Provided material

^^^^^^^^^^^^^^^^

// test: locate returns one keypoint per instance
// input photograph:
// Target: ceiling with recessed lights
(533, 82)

^^^^^^^^^^^^^^^^

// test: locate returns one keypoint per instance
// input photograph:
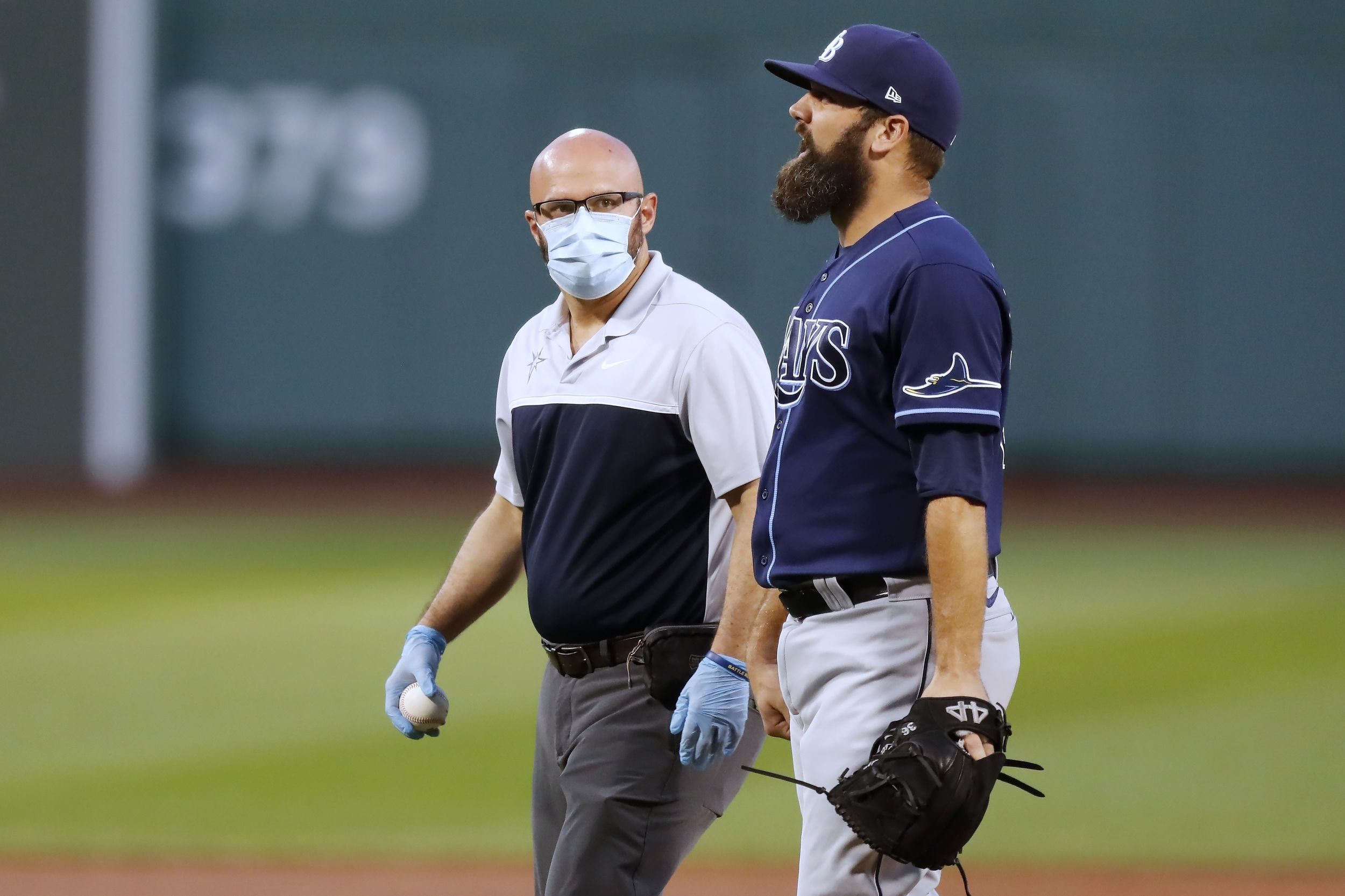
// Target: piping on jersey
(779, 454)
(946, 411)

^^^^^^^^^^^^^^^^

Your instructions
Pick out every line above that contains the string "Target" and copy each one.

Response to the task
// Target: ceiling with recessed lights
// Target: piping on jersey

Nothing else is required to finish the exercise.